━━━ Vorliegender Text
Holocaust-Gedenktag: Wie erklärt man Kindern das Grauen?

Stand: 27.01.2025, 09:22 Uhr

Heute jährt sich die Befreiung des Konzentrationslagers Auschwitz zum 80. Mal. Viele Überlebende kämpfen gegen das Vergessen und berichten nachfolgenden Generationen vom Grauen. Wie man mit Kindern über den Holocaust reden kann.

80 Jahre ist es heute her, dass die Rote Armee das Konzentrationslager Auschwitz befreit hat. In den Jahren zuvor hatten die deutschen Nationalsozialisten alleine in diesem Lager etwa 1,1 Millionen Menschen ermordet. Heute, am internationalen Holocaust-Gedenktag, wird an die Opfer erinnert.

Kinder und Jugendliche: Wenig Wissen über NS-Zeit

Für viele Kinder und Jugendliche ist das Grauen der Nazizeit weit weg und kaum noch greifbar. Eine internationale Umfrage unter Menschen zwischen 18 und 25 hat gezeigt, dass etwa 40 Prozent von ihnen nicht wissen, dass sechs Millionen Jüdinnen und Juden getötet wurden. Jeder fünfte junge Mensch kennt der Umfrage zufolge kein einziges Konzentrationslager mit Namen.

In Nordrhein-Westfalen ist der Holocaust erst frühestens in der neunten Klasse als Lernstoff vorgesehen. Über Social Media bekommen Kinder und Jugendliche aber schon viel früher Informationen über den Nationalsozialismus und den Holocaust - die sie dann aber nicht einordnen und bewerten können. Außerdem fänden sie online auch Fake News und sogar Leugnungen des Holocaust, sagt die Bildungsforscherin Nina Kolleg.

Oberflächlicher Unterricht und kein Bezug zur Gegenwart

Für sie ist es nicht verwunderlich, dass eine ganze Generation heranwächst, die wenig über den Holocaust weiß.

"In den Schulen spielt der Holocaust und die NS-Zeit kaum noch eine Rolle oder werden ganz oberflächlich behandelt. Es fehlt an Zeit und Tiefe und vor allem fehlt es daran, einen Bezug zur Gegenwart herzustellen."

Die Lehrergewerkschaft GEW NRW sagt, dass der Holocaust ab der vierten Klasse behandelt werden kann, obwohl der Lehrplan das nicht vorsieht. Sinnvoll sei zum Beispiel der Aufbau eines Wortschatzes zu dem Thema. Alle Fragen der Kinder sollten beantwortet und Emotionen zugelassen werden, ohne dass sie eingefordert werden. Ohne eine Auseinandersetzung mit der Thematik bestehe die Gefahr, dass Kinder Ängste aufbauen oder dass Vorurteile entstehen.
━━━━━━
* Aufgabe 1
Schreibe aus dem Text zum Holocaust-Gedenktag den Abschnitt zwischen "Kinder und Jugendliche: Wenig" und "Konzentrationslager mit Namen." ab, beide Stellen eingeschlossen.
* Aufgabe 2
Führe den Text zum Holocaust-Gedenktag nach seinem letzten Satz fort.
━━━ Datensätze
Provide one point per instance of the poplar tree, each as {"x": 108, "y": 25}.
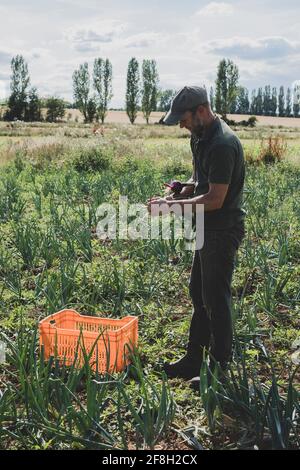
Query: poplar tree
{"x": 150, "y": 87}
{"x": 132, "y": 89}
{"x": 20, "y": 80}
{"x": 226, "y": 86}
{"x": 103, "y": 85}
{"x": 81, "y": 89}
{"x": 281, "y": 110}
{"x": 288, "y": 104}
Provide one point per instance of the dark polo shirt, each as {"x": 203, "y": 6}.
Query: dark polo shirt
{"x": 218, "y": 157}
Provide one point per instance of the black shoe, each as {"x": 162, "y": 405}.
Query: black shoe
{"x": 185, "y": 368}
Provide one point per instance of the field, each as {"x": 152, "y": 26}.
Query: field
{"x": 52, "y": 179}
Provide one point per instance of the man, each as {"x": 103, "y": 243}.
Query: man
{"x": 218, "y": 177}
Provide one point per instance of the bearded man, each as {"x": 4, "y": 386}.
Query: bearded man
{"x": 218, "y": 177}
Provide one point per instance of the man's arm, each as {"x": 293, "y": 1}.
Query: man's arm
{"x": 212, "y": 200}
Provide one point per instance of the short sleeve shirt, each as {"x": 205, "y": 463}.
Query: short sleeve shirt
{"x": 218, "y": 157}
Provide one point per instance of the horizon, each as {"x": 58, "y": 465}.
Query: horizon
{"x": 55, "y": 38}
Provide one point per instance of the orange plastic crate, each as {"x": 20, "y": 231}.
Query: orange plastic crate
{"x": 66, "y": 333}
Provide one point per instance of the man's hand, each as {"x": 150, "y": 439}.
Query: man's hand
{"x": 187, "y": 191}
{"x": 154, "y": 204}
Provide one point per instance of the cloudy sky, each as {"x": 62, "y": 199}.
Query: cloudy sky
{"x": 187, "y": 38}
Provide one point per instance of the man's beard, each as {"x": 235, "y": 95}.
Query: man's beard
{"x": 197, "y": 128}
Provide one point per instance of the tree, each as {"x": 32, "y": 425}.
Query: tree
{"x": 103, "y": 85}
{"x": 81, "y": 89}
{"x": 132, "y": 89}
{"x": 226, "y": 86}
{"x": 296, "y": 101}
{"x": 56, "y": 109}
{"x": 259, "y": 102}
{"x": 281, "y": 110}
{"x": 91, "y": 109}
{"x": 253, "y": 102}
{"x": 150, "y": 87}
{"x": 165, "y": 98}
{"x": 242, "y": 101}
{"x": 267, "y": 101}
{"x": 34, "y": 108}
{"x": 296, "y": 109}
{"x": 274, "y": 102}
{"x": 288, "y": 104}
{"x": 212, "y": 98}
{"x": 19, "y": 84}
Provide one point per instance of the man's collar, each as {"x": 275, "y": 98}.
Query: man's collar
{"x": 209, "y": 130}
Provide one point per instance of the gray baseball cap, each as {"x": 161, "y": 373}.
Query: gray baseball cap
{"x": 187, "y": 98}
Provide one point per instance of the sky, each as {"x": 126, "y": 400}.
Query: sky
{"x": 187, "y": 39}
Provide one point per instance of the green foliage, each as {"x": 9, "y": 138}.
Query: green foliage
{"x": 20, "y": 80}
{"x": 81, "y": 89}
{"x": 165, "y": 98}
{"x": 149, "y": 87}
{"x": 55, "y": 109}
{"x": 102, "y": 79}
{"x": 226, "y": 86}
{"x": 132, "y": 89}
{"x": 91, "y": 159}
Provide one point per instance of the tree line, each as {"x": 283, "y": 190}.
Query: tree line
{"x": 228, "y": 97}
{"x": 92, "y": 92}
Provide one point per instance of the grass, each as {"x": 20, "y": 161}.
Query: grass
{"x": 51, "y": 258}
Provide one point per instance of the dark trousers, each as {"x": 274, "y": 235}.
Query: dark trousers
{"x": 210, "y": 290}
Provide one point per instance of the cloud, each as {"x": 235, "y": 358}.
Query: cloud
{"x": 144, "y": 40}
{"x": 216, "y": 9}
{"x": 89, "y": 37}
{"x": 5, "y": 57}
{"x": 266, "y": 48}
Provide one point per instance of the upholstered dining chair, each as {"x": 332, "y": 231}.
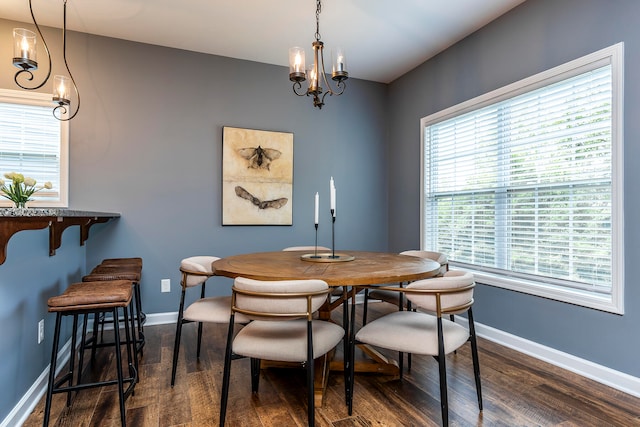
━━━━━━
* Antwort 1
Kinder und Jugendliche: Wenig Wissen über NS-Zeit

Für viele Kinder und Jugendliche ist das Grauen der Nazizeit weit weg und kaum noch greifbar. Eine internationale Umfrage unter Menschen zwischen 18 und 25 hat gezeigt, dass etwa 40 Prozent von ihnen nicht wissen, dass sechs Millionen Jüdinnen und Juden getötet wurden. Jeder fünfte junge Mensch kennt der Umfrage zufolge kein einziges Konzentrationslager mit Namen.

* Antwort 2
So mit Kindern über den Holocaust sprechen

Wenn Eltern mit ihren Kindern über den Nationalsozialismus sprechen möchten, gibt es einige Tipps von Experten, was sie beachten sollten: Die Taten sollten nicht im Detail geschildert werden. Es reiche zu sagen, dass in den KZ's Menschen getötet wurden. Außerdem könnten Geschichten von Opfern helfen, die auch noch Kinder waren, weil so die Identifikation leichter falle. Die Geschichte von Anne Frank beispielsweise mache den Nationalsozialismus für Kinder greifbarer. Das sagt auch Anna Schlieck von der Mahn- und Gedenkstätte Düsseldorf:

"Man sollte mit Geschichten von Kindern beginnen, die überlebt haben, diesen Prozess des Ausgegrenzt-Seins und Ausgrenzens versuchen, mit ihnen nachzuvollziehen. Mit diesen großen Themen, wie zum Beispiel Deportation, Konzentrationslager, aber eben auch die Shoa, würde ich nicht beginnen. Und ich würde sie nicht ansprechen, wenn sie nicht selbst zur Sprache kommen. Ich würde sie auch nicht in ihrer absoluten Breite auffächern."

Emotionen zulassen

Erwachsene sollten gegenüber Kindern Gefühle zeigen, zum Beispiel Angst oder Trauer. So steht es in einer Broschüre vom "Junges Museum Frankfurt".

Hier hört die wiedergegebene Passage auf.